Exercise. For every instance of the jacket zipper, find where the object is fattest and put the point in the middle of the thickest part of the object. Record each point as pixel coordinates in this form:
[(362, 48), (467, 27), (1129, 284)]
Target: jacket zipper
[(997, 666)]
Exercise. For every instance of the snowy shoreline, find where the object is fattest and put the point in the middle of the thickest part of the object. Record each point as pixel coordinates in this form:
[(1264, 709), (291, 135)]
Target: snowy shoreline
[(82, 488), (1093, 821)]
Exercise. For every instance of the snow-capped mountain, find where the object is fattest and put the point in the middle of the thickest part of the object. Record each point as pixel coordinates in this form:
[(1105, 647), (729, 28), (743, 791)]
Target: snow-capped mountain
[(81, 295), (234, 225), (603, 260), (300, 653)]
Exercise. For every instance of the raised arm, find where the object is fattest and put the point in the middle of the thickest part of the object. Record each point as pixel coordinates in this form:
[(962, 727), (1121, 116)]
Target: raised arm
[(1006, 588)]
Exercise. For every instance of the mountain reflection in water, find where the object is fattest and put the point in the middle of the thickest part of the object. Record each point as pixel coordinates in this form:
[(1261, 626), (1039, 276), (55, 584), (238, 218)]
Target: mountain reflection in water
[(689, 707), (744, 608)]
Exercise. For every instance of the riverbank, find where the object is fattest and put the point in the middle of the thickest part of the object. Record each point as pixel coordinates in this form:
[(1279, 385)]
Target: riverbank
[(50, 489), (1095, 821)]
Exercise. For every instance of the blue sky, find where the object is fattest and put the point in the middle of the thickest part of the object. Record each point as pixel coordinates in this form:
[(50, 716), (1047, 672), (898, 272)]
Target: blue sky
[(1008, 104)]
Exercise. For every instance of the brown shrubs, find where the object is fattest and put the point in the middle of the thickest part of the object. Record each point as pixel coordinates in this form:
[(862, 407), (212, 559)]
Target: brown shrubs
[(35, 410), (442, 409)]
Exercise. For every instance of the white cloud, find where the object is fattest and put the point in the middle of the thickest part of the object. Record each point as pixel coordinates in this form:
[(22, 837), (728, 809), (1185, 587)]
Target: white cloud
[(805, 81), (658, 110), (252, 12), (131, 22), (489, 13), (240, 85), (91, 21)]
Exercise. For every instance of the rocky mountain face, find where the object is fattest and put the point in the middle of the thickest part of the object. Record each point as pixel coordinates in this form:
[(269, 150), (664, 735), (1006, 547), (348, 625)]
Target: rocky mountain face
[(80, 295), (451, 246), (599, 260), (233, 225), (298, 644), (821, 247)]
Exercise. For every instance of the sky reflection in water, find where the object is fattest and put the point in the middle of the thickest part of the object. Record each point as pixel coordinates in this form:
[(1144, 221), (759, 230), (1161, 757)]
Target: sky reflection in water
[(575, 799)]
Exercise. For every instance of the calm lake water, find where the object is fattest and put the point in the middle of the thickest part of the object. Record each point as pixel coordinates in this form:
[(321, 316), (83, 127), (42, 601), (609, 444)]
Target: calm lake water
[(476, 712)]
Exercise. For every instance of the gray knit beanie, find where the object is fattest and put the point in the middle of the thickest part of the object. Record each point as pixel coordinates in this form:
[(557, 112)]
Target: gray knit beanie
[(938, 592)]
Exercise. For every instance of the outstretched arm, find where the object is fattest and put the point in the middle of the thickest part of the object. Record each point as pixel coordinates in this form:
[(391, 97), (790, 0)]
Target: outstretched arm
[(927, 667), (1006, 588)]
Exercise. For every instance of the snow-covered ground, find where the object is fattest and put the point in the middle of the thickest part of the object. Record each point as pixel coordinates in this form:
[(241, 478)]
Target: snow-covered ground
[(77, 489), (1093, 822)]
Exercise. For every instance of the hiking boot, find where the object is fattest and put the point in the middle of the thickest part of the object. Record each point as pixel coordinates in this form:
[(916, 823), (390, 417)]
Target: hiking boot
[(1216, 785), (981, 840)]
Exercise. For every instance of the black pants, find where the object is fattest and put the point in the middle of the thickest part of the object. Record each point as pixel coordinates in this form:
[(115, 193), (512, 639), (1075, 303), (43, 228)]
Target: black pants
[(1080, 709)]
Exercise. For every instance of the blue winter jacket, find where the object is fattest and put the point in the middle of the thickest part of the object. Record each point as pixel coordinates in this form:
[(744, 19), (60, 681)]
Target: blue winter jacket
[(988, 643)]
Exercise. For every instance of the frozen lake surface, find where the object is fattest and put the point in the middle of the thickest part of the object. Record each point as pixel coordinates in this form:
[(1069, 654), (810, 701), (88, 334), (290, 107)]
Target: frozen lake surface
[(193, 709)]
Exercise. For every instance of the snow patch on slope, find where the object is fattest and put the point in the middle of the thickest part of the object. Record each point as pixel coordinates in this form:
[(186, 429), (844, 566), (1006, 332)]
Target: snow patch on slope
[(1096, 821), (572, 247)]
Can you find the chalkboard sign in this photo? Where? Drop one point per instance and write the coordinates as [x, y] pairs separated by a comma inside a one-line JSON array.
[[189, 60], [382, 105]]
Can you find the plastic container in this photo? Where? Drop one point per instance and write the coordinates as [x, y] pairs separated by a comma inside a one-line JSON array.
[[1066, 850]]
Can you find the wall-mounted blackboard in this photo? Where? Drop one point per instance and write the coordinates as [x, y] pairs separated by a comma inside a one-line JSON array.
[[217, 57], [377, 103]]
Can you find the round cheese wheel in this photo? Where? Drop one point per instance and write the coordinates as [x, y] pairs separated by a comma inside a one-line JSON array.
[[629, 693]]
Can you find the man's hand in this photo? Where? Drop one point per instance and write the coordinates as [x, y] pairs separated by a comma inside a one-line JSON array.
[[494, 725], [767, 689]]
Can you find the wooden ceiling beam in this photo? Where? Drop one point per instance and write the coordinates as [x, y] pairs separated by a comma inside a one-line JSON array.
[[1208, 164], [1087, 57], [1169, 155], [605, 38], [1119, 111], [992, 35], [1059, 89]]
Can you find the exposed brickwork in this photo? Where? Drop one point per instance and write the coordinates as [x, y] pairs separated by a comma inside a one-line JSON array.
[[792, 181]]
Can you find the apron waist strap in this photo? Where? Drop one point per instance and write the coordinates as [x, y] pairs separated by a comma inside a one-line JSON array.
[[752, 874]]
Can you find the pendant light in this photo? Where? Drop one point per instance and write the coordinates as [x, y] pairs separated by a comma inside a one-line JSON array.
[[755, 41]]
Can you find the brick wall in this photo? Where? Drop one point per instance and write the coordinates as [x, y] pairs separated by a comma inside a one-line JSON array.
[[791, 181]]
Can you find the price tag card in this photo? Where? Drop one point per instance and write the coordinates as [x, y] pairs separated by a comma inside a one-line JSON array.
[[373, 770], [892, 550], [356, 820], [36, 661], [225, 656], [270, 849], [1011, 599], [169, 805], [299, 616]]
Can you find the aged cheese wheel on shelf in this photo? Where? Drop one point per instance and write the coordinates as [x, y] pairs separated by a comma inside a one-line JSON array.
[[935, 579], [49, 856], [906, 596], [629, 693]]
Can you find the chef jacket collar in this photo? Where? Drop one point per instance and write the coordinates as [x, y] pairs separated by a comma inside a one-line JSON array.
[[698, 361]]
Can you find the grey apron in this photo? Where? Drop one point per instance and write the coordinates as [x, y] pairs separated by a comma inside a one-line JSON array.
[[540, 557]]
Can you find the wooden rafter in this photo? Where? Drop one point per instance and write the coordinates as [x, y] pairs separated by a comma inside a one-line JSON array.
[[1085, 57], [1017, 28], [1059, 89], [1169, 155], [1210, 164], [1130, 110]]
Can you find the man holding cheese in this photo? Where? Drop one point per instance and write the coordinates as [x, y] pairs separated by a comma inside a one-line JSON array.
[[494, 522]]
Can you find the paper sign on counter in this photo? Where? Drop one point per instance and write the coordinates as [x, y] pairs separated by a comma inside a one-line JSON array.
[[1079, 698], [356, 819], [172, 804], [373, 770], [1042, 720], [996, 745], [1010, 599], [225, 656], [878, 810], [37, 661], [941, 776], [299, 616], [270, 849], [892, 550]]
== == ==
AIM OF THE EXERCISE:
Please copy the lines from the start of the records through the line that contains "[(1006, 588)]", inclusive, reproducing them word for word.

SOLUTION TO THE PROBLEM:
Exercise. For every instance of the jacket zipper, find where the object is fattest and put the point in the middle of the thickest part of the object. Record each point as pixel coordinates in this form:
[(362, 48), (467, 27), (1129, 284)]
Target: jacket zipper
[(997, 666)]
Exercise. For every instance of the snowy shoreline, find where the object is fattest and put the point in the middle of the thickest part of the object. Record each point as pixel coordinates in this form:
[(1264, 709), (291, 135)]
Target: snowy shoreline
[(82, 488), (1093, 821)]
Exercise. For every instance of the snow-capped mountain, find where the object is fattest and put the point in the middle of the thickest part of the object. Record each point as pixel coordinates in this form:
[(1105, 647), (729, 28), (743, 791)]
Target: snow-capped mountain
[(81, 295), (234, 225), (603, 260), (300, 653)]
Exercise. For every instance of the raised arm, find where the object is fattest and put the point in the middle of the thickest part of the object. Record each point as pixel coordinates in this form:
[(962, 727), (1121, 116)]
Target: raised arm
[(1006, 588)]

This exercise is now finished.